• [TASK DESCRIPTION] Search the records for "partially". Report every line where it occurs.

--- DATASET CONTENT Enclosed Below ---

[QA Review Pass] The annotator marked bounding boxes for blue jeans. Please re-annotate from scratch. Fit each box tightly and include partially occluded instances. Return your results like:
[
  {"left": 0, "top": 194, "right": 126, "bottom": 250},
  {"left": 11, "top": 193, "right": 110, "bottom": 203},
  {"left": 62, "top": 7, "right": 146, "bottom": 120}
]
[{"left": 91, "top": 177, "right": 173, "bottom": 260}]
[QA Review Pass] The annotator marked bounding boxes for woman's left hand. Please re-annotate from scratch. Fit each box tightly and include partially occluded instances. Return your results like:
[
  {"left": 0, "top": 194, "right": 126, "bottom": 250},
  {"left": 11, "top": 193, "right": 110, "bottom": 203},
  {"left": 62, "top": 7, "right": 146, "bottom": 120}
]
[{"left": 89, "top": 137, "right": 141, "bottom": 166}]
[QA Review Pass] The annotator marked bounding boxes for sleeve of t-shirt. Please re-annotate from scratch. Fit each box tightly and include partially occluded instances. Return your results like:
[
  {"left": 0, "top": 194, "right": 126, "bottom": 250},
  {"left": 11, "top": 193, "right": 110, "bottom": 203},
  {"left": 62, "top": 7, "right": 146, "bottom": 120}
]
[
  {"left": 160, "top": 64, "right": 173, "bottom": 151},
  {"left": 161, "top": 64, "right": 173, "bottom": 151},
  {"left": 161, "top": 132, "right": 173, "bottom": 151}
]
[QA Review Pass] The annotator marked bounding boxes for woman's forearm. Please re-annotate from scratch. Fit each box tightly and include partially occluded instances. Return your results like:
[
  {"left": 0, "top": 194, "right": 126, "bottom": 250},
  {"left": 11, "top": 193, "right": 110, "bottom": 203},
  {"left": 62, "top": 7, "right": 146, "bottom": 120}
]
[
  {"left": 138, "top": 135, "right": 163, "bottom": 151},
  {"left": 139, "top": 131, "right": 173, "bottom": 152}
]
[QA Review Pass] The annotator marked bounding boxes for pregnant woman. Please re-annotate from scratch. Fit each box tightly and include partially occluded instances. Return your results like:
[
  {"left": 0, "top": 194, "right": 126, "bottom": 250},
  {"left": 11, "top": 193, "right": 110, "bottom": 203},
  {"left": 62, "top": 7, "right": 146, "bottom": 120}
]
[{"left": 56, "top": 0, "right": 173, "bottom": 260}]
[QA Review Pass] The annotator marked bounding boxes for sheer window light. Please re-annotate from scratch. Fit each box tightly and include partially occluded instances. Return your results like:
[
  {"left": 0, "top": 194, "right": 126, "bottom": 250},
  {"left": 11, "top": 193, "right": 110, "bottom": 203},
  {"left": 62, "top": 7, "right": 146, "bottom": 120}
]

--- End of Enclosed DATASET CONTENT ---

• [ANSWER FOR THIS EXERCISE]
[QA Review Pass] The annotator marked bounding boxes for blue jeans. Please re-annotate from scratch. Fit each box tightly and include partially occluded instances. Return your results like:
[QA Review Pass] The annotator marked bounding boxes for woman's left hand. Please re-annotate from scratch. Fit each box tightly and include partially occluded instances. Return your results like:
[QA Review Pass] The annotator marked bounding boxes for sleeve of t-shirt. Please re-annotate from scratch. Fit each box tightly and include partially occluded instances. Return your results like:
[QA Review Pass] The annotator marked bounding boxes for woman's forearm. Please re-annotate from scratch. Fit each box tightly and include partially occluded instances. Return your results like:
[QA Review Pass] The annotator marked bounding boxes for pregnant woman. Please re-annotate from scratch. Fit each box tightly and include partially occluded instances. Return your results like:
[QA Review Pass] The annotator marked bounding boxes for sheer window light. Please re-annotate from scratch. Fit each box tightly and include partially occluded instances. Return your results like:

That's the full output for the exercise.